> [SUPPLIED TEXT]
>>>
The Pandemic Induced Economic Coma

The wave of impersonal pandemic induced email messages seems to have shifted the last few days of March from …

we’re here for curbside pickup

to aspirational messages of hope like

“We’ll be back, better and stronger than ever.”

and

“Activities to keep busy while sheltering at home.”

The first makes me wonder what curb? The second leaves me wondering how, and the second makes me a little crazy.

Looking for something to do to keep busy? REALLY?!?

If anybody has too much time these days, they’re just not paying attention.

The following are truths I’ve observed about every successful person I know:

They need more time.

They know their goals and have plans to achieve them.

They hunger for more time.

They have piles of work they haven’t been able to get to.

They yearn for more time.

They have ideas they want to pursue and haven’t been able to.

They thirst for more time.

They have skills they want to learn and develop they haven’t been able to.

They want more time.

The world is coming to a grinding halt with the global economy in a “medically induced coma”. Almost everyone other than health care workers have more time than they’re used to.

Therein lies the rub.

Most of us aren’t used to having time to do the things we want to do and can’t, so when we suddenly, unexpectedly have that time, we’re not prepared to transition from a ‘business as usual’ mode to a ‘I have time to do things I’ve wanted to do and haven’t had time for’ mode.
<<<
> [LIST OF TASKS]
1. In the essay on the pandemic-induced economic coma, which group is named as the exception to almost everyone having more time than usual?
2. Continue the essay on the pandemic-induced economic coma from the end of its last sentence.
The items are not needed for this work.

> [SOURCE INFORMATION]
>>>
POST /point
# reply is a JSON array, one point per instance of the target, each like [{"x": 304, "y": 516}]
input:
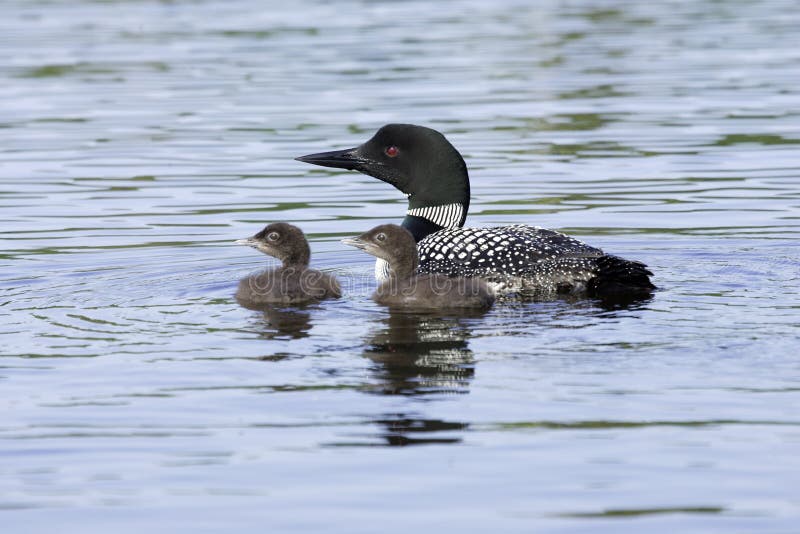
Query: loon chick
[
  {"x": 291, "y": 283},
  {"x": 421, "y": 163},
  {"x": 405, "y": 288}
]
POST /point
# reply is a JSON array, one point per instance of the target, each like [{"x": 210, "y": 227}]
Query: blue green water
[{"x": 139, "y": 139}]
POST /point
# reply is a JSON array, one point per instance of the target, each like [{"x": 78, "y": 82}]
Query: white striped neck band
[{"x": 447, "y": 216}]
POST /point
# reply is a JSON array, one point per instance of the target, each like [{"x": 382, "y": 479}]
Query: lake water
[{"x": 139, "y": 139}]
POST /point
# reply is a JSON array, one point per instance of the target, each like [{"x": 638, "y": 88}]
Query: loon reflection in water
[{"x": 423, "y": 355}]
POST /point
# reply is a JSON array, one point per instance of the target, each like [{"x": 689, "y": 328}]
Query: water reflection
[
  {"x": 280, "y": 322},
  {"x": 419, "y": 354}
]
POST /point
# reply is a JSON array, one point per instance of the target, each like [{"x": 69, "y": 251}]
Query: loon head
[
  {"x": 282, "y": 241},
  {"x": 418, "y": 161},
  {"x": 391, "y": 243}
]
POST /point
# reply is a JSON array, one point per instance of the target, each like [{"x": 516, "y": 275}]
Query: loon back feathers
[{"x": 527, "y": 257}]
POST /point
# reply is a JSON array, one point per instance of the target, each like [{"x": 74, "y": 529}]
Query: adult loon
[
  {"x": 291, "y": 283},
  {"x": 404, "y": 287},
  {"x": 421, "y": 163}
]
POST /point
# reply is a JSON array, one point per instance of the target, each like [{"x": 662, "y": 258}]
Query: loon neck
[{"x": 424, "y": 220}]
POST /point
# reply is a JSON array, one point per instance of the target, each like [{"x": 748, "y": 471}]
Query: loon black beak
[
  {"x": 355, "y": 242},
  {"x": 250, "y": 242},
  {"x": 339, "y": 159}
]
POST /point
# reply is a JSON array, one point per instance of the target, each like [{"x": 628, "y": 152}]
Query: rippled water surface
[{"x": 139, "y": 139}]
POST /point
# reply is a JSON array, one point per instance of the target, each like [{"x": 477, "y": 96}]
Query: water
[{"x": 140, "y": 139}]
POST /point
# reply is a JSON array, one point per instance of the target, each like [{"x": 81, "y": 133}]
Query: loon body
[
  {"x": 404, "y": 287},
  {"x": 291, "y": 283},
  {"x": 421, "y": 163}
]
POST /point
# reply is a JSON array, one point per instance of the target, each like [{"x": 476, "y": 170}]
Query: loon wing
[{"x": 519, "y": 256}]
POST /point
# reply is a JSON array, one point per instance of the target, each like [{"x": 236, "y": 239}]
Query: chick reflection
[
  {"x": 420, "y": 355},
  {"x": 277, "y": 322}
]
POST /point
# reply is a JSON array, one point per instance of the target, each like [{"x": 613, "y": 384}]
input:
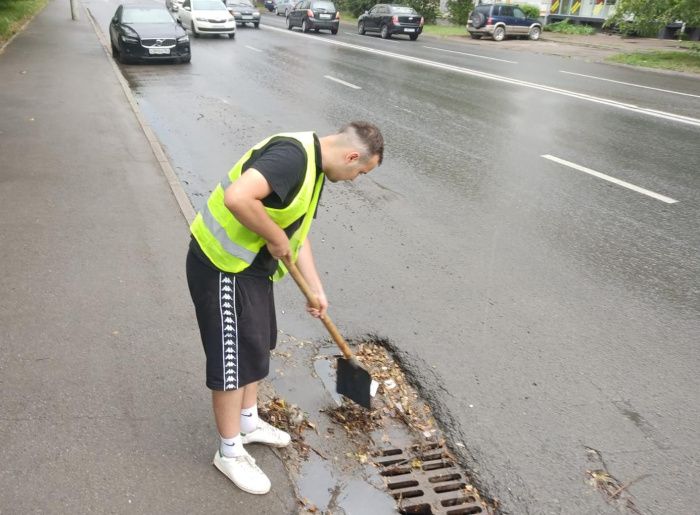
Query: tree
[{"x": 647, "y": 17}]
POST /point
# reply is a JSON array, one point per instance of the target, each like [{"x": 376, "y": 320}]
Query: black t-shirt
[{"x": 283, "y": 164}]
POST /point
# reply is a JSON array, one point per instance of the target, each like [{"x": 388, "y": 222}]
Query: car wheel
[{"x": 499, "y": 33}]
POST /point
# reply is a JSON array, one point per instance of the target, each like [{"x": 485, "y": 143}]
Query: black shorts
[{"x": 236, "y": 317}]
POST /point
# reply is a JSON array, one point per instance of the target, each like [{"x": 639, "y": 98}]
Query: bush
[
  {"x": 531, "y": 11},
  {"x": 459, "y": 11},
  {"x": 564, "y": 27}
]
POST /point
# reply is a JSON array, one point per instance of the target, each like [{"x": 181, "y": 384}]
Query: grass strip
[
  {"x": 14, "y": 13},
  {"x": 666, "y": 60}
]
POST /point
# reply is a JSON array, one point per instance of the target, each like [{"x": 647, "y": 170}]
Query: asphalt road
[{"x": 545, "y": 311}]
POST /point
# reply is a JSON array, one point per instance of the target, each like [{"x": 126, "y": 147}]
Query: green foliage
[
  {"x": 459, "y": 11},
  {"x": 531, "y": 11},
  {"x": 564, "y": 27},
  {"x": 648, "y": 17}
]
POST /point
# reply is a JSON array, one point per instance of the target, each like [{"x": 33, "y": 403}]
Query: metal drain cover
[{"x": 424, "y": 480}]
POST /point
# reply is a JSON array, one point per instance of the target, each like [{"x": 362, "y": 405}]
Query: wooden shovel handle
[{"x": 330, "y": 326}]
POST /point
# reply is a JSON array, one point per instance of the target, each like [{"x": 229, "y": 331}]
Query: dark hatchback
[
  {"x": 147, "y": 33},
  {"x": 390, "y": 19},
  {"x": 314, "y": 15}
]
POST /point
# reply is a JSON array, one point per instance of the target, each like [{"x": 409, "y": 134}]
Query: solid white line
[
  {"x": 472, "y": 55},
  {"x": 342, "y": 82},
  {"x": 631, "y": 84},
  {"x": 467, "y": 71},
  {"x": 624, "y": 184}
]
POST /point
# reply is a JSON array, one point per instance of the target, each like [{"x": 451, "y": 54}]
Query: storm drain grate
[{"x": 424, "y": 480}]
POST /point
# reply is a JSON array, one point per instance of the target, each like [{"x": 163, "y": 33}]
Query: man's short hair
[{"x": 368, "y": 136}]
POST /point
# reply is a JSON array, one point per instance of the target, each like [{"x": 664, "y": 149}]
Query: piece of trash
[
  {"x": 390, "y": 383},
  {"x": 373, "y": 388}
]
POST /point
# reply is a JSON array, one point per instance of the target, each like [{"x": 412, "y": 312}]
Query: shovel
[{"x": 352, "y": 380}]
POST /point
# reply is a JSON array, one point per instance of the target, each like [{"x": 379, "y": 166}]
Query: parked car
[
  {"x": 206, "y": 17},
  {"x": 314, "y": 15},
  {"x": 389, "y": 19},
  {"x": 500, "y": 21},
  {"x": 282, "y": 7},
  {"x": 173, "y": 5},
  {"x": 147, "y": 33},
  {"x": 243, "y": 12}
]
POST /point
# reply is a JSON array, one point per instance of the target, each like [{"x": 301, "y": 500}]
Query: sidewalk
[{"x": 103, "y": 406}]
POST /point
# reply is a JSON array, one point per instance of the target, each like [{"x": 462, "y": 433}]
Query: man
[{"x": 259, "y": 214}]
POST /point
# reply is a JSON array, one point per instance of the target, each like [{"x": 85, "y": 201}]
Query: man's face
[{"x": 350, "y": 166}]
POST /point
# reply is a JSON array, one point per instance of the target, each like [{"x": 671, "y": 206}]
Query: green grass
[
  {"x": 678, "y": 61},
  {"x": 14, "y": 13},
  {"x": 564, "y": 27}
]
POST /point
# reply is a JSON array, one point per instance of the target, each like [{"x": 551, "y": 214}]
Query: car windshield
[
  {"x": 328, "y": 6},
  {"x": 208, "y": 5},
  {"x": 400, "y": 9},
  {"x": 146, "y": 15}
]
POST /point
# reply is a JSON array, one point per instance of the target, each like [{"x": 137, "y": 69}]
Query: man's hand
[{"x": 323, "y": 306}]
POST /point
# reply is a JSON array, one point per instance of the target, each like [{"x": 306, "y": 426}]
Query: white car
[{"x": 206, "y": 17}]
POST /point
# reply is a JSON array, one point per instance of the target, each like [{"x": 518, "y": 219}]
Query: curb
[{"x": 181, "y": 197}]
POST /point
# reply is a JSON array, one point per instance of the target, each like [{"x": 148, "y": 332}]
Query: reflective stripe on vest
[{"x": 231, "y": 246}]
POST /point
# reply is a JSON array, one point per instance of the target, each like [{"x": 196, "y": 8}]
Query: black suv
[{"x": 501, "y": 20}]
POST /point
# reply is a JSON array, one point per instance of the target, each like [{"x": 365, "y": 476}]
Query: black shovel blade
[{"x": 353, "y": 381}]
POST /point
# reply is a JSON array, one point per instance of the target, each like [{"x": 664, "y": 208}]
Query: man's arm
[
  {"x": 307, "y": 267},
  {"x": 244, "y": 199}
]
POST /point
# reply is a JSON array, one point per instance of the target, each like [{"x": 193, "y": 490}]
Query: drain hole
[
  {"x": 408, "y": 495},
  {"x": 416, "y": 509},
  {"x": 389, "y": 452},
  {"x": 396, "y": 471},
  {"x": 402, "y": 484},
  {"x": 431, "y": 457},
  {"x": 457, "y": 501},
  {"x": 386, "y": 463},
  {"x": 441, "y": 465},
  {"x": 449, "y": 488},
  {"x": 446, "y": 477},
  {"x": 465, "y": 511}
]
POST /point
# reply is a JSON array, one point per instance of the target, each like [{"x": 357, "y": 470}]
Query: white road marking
<<<
> [TASK ANSWERS]
1. Health care workers.

2.
It’s time to …

dust off the goals and start developing plans to achieve the ones you haven’t had time to focus on

dig into the piles of work you haven’t had time to work on

pursue the ideas you haven’t had time to think about

learn and develop the skills you haven’t had time to study and practice

Today’s gift of time can easily get sucked up by fear of the unknown and all the things we do to give us a break from our historically intense daily routines – playing computer games, web surfing for funny videos, and hobbies like painting, sports, and collecting.

A good friend and avid golfer who retired too early in his career once said to me with a sad face “There is such a thing as too much golf.”  

Do not fall into old habits for killing time. There’s far too much that needs to be done for anyone to be wasting time now.

Begin by taking whatever time you need to clear your head, get the news out of your system and stop anguishing over politics. Consciously leave behind the things you can’t control or predict, like the stock market.

Start thinking about what you’re going to need to be prepared for as the economy starts coming out of its coma. There are some interesting ideas starting to surface. For example, I read a fascinating column a few days ago by a futurist who wrote about some changes she sees as likely to emerge from the pandemic.

One of her observations was social media would begin delivering the value we’ve all been waiting for.

Another of her observations was the nastiness common in most online communication venues has become more civil and positive, less angry and insulting.

I was hooked when she mentioned the possible normalization of working remotely and corresponding reduction of the value of commercial real estate symbolized by large offices and modern metropolitan skylines.

Imagine your life when the drastic measures to self-isolate and quarantines are over. When life starts getting back to some degree of normal. Rejoice in looking back on the opportunities this moment will have provided us.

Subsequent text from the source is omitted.